(Collection entries)
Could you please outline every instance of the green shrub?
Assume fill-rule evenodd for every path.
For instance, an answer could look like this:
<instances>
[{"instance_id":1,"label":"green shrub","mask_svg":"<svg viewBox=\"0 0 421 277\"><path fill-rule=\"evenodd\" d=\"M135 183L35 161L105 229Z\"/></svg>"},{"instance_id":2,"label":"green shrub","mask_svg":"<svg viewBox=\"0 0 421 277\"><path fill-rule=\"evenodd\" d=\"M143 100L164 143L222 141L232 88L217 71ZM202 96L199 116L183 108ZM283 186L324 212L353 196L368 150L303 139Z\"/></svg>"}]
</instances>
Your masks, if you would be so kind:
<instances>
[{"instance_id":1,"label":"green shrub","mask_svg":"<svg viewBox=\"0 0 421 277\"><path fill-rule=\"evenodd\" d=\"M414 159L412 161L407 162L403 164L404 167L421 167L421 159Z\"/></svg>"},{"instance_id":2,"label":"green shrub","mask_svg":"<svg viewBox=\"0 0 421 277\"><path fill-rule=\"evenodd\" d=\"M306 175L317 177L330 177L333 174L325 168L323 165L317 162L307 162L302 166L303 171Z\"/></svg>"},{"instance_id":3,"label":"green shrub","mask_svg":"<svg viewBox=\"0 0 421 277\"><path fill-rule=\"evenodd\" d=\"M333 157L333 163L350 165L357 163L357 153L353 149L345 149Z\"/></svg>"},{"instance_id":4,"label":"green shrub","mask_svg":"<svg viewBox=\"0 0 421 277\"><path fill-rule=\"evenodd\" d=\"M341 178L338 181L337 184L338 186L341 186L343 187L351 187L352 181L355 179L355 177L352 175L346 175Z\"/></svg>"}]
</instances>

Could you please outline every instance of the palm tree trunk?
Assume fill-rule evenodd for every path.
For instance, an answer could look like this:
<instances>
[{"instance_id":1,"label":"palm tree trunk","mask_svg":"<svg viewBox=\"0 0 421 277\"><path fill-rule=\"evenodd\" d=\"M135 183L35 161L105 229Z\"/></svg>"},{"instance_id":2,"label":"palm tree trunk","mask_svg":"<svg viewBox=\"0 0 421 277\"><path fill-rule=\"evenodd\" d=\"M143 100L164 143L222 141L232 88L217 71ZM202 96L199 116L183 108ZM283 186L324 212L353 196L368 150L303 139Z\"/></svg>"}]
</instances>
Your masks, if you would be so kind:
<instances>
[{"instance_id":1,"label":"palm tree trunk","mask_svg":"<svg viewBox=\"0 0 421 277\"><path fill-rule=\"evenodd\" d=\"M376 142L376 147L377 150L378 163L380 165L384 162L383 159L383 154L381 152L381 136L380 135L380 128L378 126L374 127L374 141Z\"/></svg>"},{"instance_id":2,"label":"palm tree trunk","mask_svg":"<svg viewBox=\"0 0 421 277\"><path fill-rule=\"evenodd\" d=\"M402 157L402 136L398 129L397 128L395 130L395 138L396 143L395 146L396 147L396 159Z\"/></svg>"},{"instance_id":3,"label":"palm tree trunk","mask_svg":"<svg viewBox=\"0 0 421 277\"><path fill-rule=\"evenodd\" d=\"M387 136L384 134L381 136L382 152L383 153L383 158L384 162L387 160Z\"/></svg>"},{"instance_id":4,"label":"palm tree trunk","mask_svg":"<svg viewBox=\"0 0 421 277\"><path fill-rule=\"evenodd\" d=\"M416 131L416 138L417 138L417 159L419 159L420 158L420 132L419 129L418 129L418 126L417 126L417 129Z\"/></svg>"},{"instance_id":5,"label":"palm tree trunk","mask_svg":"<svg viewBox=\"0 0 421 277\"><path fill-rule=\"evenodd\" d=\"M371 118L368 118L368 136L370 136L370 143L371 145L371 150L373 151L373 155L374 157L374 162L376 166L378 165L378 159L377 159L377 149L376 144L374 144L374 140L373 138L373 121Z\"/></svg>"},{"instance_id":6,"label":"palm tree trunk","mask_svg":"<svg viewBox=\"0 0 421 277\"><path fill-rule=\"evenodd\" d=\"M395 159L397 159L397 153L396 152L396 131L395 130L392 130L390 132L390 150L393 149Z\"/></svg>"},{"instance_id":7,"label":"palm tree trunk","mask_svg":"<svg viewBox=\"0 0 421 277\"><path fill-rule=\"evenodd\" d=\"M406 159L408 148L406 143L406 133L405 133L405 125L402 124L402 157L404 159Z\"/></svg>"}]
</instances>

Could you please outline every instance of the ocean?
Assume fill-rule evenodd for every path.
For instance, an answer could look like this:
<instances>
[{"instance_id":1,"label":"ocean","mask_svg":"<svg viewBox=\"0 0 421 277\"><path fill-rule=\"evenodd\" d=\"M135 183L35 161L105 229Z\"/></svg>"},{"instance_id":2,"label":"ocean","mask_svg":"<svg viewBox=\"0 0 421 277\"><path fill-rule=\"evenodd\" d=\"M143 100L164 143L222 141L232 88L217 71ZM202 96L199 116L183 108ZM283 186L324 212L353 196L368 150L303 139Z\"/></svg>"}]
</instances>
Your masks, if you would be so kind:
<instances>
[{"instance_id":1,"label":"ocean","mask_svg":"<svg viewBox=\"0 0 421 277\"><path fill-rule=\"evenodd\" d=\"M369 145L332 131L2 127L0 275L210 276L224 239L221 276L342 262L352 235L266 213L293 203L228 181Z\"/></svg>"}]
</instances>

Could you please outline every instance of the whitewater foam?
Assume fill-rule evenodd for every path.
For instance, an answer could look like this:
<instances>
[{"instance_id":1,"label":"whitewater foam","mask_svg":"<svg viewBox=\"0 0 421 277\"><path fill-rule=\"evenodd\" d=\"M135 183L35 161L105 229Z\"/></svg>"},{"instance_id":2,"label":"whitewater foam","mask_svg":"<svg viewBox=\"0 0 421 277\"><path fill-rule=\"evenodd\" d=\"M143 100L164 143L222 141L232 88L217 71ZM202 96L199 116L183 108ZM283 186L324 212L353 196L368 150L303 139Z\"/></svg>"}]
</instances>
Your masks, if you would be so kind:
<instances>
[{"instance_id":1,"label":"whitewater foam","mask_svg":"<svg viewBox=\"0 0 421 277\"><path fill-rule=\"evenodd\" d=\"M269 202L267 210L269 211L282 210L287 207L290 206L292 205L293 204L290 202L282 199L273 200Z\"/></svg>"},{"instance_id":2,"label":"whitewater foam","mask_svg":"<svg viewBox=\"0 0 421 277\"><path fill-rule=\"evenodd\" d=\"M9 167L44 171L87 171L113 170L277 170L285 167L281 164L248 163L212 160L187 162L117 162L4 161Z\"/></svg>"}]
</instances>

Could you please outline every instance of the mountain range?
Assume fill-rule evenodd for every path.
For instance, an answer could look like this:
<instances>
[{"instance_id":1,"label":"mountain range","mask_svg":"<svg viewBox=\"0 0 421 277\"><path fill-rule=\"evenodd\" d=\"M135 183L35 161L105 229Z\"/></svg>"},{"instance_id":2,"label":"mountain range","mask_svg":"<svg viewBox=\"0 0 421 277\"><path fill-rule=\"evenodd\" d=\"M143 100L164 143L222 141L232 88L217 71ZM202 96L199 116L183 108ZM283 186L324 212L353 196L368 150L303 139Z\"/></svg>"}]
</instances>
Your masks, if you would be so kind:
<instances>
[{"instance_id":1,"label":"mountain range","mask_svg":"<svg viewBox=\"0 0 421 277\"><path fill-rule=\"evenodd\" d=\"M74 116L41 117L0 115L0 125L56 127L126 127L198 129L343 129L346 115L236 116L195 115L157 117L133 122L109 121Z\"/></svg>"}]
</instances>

■ DIRECTIONS
Recast the lines from the one containing "Could you please outline every instance of the mountain" through the end of the records as a Markdown table with two columns, Row and Line, numbering each row and leaving out blank lines.

■ FINISHED EXERCISE
| Row | Line |
|---|---|
| 1 | Could you please outline every instance of the mountain range? |
| 2 | Assume fill-rule evenodd for every path. |
| 3 | For instance, an answer could look like this: |
| 4 | <instances> |
| 5 | [{"instance_id":1,"label":"mountain range","mask_svg":"<svg viewBox=\"0 0 421 277\"><path fill-rule=\"evenodd\" d=\"M135 183L35 161L105 229Z\"/></svg>"},{"instance_id":2,"label":"mountain range","mask_svg":"<svg viewBox=\"0 0 421 277\"><path fill-rule=\"evenodd\" d=\"M143 100L164 143L222 141L232 88L217 71ZM202 96L199 116L183 108ZM283 186L324 212L353 196L368 150L303 139Z\"/></svg>"}] |
| 6 | </instances> |
| 7 | Your masks, if you would be so kind: |
| 8 | <instances> |
| 9 | [{"instance_id":1,"label":"mountain range","mask_svg":"<svg viewBox=\"0 0 421 277\"><path fill-rule=\"evenodd\" d=\"M74 116L41 117L0 115L0 125L56 127L126 127L198 129L343 129L346 115L236 116L195 115L157 117L133 122L109 121Z\"/></svg>"}] |
| 10 | </instances> |